OBJECTIVE: Copy out the lines of the listing below, from the line containing "Where can the kitchen" through the line containing "point(613, 379)", including both of those lines.

(Pointing dataset records)
** begin **
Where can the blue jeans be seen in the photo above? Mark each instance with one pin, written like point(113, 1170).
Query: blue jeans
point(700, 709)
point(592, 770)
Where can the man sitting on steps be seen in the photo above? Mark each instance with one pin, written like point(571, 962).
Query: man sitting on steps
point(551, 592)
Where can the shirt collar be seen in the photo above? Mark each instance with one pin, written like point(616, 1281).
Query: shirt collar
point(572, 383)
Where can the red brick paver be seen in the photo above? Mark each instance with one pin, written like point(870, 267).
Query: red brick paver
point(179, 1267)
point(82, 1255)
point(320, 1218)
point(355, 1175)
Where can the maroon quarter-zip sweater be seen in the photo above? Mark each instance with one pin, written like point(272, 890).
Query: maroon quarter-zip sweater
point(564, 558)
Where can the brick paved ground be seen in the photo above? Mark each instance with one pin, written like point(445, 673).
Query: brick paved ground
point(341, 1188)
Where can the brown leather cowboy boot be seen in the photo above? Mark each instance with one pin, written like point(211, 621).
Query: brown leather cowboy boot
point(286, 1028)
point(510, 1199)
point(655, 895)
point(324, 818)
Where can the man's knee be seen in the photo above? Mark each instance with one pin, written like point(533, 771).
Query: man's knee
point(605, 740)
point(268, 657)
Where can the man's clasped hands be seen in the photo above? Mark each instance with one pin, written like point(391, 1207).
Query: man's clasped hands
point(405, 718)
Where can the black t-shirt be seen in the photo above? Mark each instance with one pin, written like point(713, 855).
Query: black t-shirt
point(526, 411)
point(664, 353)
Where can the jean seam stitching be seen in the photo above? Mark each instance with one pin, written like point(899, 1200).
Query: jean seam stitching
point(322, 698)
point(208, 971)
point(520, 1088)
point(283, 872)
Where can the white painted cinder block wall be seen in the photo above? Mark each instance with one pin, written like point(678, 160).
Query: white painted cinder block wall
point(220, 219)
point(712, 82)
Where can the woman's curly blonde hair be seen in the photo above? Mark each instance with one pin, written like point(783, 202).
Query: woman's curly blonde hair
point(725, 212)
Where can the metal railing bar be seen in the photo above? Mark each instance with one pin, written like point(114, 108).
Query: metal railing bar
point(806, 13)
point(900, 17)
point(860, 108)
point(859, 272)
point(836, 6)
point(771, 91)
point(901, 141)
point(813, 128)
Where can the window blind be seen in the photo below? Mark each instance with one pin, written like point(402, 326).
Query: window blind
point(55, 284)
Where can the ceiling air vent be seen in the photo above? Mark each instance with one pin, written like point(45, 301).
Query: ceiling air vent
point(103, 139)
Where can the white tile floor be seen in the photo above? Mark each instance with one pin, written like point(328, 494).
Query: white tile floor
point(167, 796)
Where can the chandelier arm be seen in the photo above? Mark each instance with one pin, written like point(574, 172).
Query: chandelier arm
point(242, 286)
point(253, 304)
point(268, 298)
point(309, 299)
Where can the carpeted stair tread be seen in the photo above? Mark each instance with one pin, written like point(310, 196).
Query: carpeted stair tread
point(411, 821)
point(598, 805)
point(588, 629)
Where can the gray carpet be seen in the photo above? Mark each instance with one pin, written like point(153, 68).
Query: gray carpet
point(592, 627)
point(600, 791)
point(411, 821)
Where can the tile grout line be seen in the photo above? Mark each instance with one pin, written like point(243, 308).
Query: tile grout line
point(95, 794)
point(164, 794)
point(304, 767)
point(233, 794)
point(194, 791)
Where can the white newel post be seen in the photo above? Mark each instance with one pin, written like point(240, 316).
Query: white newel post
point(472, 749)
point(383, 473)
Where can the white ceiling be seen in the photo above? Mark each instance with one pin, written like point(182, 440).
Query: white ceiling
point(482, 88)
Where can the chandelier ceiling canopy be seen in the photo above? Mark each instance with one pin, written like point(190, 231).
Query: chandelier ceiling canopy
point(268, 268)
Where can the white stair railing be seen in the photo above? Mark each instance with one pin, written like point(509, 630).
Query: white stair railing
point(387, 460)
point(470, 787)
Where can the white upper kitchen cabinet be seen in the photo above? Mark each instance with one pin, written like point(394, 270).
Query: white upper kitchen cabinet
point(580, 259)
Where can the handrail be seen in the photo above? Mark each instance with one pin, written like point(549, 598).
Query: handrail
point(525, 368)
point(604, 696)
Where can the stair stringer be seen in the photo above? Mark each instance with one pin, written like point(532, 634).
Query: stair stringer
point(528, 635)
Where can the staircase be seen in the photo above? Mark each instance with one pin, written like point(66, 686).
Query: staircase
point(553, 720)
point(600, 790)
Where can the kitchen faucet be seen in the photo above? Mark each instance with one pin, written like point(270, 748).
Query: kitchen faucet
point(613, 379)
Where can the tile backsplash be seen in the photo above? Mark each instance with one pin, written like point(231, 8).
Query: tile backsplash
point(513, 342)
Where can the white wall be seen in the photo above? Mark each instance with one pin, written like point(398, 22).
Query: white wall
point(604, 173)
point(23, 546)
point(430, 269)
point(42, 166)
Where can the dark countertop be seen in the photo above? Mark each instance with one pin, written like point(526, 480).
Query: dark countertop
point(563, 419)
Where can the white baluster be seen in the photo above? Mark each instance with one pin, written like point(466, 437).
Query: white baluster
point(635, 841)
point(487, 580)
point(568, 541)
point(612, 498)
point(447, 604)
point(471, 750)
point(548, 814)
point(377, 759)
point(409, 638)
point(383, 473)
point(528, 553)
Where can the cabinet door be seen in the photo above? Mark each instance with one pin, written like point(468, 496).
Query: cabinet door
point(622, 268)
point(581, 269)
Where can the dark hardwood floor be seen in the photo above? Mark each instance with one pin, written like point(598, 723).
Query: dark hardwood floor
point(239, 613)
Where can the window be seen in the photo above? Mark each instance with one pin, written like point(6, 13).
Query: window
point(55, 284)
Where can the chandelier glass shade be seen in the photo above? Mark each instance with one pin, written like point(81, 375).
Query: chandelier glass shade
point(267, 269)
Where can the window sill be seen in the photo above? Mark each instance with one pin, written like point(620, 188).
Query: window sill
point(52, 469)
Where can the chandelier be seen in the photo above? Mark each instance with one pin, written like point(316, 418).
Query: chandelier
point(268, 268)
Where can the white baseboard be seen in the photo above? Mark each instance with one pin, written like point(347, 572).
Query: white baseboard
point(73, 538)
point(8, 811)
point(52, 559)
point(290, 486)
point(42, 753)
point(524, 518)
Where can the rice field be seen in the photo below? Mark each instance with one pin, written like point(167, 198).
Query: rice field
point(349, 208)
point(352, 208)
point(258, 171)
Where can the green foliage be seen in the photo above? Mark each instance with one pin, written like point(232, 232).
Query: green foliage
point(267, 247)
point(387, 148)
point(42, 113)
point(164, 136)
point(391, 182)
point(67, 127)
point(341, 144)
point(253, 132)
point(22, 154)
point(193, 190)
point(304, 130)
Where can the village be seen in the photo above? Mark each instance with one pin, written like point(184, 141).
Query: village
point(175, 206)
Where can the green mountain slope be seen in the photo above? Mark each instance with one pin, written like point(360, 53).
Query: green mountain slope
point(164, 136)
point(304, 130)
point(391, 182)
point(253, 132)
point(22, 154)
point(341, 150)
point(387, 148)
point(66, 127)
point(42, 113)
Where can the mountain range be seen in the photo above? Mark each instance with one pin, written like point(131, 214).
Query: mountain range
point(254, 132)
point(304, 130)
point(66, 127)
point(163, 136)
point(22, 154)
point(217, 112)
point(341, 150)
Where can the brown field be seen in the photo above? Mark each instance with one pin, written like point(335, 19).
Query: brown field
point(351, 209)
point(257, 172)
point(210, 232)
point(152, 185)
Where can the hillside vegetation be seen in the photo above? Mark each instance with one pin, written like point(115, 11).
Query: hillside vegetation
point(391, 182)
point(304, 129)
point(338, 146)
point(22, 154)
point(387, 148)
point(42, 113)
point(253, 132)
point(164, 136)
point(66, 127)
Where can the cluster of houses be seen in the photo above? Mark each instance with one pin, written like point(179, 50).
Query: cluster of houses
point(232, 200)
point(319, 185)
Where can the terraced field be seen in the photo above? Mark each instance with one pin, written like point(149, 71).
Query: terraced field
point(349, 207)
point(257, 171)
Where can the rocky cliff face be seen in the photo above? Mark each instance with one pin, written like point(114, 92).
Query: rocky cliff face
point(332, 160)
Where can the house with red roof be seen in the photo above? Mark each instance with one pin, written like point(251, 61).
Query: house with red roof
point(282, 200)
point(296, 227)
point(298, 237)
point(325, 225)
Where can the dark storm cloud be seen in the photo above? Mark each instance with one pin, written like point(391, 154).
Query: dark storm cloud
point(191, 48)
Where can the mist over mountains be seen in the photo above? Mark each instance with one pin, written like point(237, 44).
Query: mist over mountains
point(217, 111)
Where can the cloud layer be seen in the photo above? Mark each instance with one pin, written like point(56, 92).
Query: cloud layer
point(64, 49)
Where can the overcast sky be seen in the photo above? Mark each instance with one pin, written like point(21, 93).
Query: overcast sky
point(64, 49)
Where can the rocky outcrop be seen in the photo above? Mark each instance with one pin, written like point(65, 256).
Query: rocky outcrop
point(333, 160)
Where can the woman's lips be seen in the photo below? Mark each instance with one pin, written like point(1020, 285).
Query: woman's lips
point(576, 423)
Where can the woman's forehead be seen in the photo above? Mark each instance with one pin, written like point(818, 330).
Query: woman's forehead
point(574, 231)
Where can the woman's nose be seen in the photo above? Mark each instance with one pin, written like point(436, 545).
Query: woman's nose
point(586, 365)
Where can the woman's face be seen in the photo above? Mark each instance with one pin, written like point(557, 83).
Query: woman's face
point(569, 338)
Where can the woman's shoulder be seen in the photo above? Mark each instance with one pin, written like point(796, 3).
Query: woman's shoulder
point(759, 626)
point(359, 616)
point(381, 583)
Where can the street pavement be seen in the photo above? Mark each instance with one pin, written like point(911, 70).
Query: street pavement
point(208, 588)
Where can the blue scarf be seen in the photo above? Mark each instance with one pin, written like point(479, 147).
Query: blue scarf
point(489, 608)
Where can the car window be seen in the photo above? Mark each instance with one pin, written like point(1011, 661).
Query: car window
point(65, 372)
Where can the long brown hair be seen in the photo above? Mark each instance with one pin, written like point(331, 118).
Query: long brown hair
** end **
TASK OUTPUT:
Where can the kitchen faucet be seen in the photo above? Mark each instance with one pin, written like point(270, 748).
Query: kitchen faucet
point(613, 379)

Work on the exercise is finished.